**Study material:**

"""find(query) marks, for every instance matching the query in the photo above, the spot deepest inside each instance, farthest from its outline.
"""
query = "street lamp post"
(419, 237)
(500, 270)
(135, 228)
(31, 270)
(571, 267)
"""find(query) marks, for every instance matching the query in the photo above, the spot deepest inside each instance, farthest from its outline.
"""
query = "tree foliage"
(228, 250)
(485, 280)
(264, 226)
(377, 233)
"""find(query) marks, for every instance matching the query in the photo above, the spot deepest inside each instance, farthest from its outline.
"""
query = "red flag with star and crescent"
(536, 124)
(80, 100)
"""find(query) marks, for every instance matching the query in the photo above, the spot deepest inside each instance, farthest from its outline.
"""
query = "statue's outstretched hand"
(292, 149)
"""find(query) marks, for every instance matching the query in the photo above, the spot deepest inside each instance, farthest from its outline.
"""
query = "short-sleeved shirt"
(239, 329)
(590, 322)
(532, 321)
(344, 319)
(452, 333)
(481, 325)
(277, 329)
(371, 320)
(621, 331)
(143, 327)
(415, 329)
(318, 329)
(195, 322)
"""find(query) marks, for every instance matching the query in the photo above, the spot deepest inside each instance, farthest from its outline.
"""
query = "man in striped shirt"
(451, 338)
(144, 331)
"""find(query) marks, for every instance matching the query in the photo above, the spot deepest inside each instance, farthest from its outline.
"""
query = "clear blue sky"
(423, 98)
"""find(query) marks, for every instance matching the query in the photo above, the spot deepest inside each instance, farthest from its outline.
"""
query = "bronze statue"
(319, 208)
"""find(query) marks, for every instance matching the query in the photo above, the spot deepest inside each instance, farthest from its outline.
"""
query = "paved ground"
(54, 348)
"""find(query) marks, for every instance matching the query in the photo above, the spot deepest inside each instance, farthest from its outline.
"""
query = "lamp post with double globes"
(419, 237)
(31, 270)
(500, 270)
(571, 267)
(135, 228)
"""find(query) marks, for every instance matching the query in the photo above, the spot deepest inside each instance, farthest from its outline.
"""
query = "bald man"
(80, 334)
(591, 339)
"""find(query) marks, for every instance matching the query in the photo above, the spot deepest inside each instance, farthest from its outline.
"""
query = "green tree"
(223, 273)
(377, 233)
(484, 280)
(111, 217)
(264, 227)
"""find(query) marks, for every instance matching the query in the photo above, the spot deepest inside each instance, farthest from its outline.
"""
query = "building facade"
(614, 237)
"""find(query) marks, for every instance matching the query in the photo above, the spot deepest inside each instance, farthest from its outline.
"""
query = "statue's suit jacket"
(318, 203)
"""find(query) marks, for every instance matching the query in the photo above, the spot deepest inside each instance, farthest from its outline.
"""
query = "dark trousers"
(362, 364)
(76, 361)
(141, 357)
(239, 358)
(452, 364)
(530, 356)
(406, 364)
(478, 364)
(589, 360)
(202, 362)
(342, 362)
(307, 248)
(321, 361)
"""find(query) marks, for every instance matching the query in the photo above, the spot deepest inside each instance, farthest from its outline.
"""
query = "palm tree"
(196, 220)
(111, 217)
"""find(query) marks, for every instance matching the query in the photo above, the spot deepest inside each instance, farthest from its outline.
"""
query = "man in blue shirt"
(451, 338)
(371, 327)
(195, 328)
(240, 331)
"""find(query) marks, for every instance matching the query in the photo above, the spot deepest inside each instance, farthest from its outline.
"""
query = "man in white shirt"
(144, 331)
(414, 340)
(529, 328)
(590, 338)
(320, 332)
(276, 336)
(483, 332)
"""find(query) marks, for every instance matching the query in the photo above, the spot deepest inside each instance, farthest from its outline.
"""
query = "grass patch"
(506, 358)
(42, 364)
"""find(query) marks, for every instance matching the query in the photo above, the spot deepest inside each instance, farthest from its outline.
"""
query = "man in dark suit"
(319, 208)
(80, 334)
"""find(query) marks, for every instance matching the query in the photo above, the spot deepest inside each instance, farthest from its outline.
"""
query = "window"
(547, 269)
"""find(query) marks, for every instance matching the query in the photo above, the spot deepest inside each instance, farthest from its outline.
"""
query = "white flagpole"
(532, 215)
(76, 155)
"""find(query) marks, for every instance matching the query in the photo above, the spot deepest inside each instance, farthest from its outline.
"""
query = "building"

**What is being asked:** From beginning to end, the data must be duplicated exactly.

**Solution below:**
"""find(query) marks, for every instance matching the query in the photo above, the spot deepest inside each instance, farthest from its outline.
"""
query = "street lamp post"
(419, 237)
(500, 270)
(135, 228)
(31, 270)
(571, 267)
"""find(query) marks, for every instance matching the query in the photo above, the spot deepest inside each instance, farthest from its outline.
"""
query = "tree foliage"
(228, 250)
(485, 280)
(264, 226)
(377, 233)
"""find(query) marks, for every instance matching the query in the photo above, the spot deepest inside each instance, farthest from its outline.
"""
query = "red flag with star and crescent"
(536, 124)
(80, 100)
"""find(query) marks, for every instance matching the query in the photo above, the spot deepest inside each instance, farthest from its outline.
"""
query = "statue's outstretched hand"
(292, 149)
"""find(query) marks, for every instance matching the query in the photo above, the spot deepest inside each instance, farthest from its outline.
"""
query = "short-sleeved shirt"
(239, 329)
(590, 322)
(532, 321)
(344, 319)
(452, 333)
(481, 325)
(277, 329)
(371, 320)
(621, 331)
(143, 327)
(415, 329)
(318, 329)
(195, 322)
"""find(query) marks, for every instance matching the query in the photo above, the spot deepest inside each instance, farthest from its outline.
"""
query = "man in striped shirt"
(451, 338)
(144, 331)
"""find(query) marks, for every instance matching the query in the photo above, the spot deepest inside each instance, farthest from its outline.
"""
query = "clear blue sky"
(423, 98)
"""find(query) marks, for every instance matching the query in the photo above, the spot deepest inside each instance, farthest from its outline.
"""
query = "bronze statue"
(319, 208)
"""find(query) marks, for every instance matching the query in the photo above, the spot deepest inside each instance, farthest from its outline.
"""
query = "paved ground"
(54, 348)
"""find(query) marks, for every instance matching the query in the photo above, the spot deepest inside each instance, farthest from its outline.
"""
query = "lamp post with double globes"
(419, 237)
(31, 270)
(500, 270)
(571, 267)
(135, 228)
"""find(query) marks, for every instance matching the query in the photo above, the spot deepest inside each instance, farthest from its outline.
"""
query = "bald man"
(80, 334)
(591, 339)
"""find(query) marks, for every instance matching the query in the photo above, the spot deepest inside each instance, farthest from its outline.
"""
query = "green tree"
(223, 273)
(377, 233)
(484, 280)
(111, 217)
(264, 227)
"""find(query) marks, for every instance matching the query in the photo above, the spot deepest inside each instance, farthest from its outline.
"""
query = "building facade"
(614, 237)
"""find(query) marks, for every instance matching the query in the photo above, the spot deepest inside each instance, farthest from its outline.
"""
query = "statue's suit jacket"
(318, 203)
"""find(query) marks, for every instance matching the query in the photo above, the spot deepest inside each instance, farthest from its outline.
"""
query = "dark trousers"
(362, 364)
(76, 361)
(141, 357)
(239, 358)
(452, 364)
(530, 356)
(406, 364)
(478, 364)
(589, 360)
(202, 362)
(342, 362)
(307, 248)
(321, 361)
"""find(query) marks, for every instance matching the query in the photo above, the spot deepest inside each instance, farthest from its outline.
"""
query = "palm tree"
(196, 220)
(111, 217)
"""find(query) marks, for every instance matching the query in the photo above, the spot deepest inside each instance, farthest from its outline.
"""
query = "man in blue shirt"
(451, 338)
(371, 327)
(195, 328)
(240, 331)
"""find(query) marks, for every instance matching the query in the photo above, the spot deepest inside each instance, farthest from its outline.
"""
query = "man in white shirt"
(144, 331)
(414, 340)
(529, 328)
(590, 338)
(320, 332)
(276, 336)
(483, 332)
"""find(query) marks, for every instance matching the query in the photo above, the spot deepest inside each instance, farthest from its outline.
"""
query = "grass patch"
(506, 358)
(42, 364)
"""find(query) marks, for every instance matching the query in the photo above, the spot deepest inside each instance, farthest from its outline.
"""
query = "man in dark suit"
(319, 208)
(80, 334)
"""find(query) marks, for every instance matching the query in the photo above, the spot deepest inside each instance, farthest from its outline.
"""
query = "window"
(547, 269)
"""find(query) marks, for every instance matching the query in the photo above, the spot deepest inside each instance, farthest from its outline.
"""
query = "white flagpole"
(532, 215)
(76, 155)
"""find(query) marks, for every instance matching the query in the photo above, the spot deepest inside each instance, farthest from its outline.
"""
query = "building"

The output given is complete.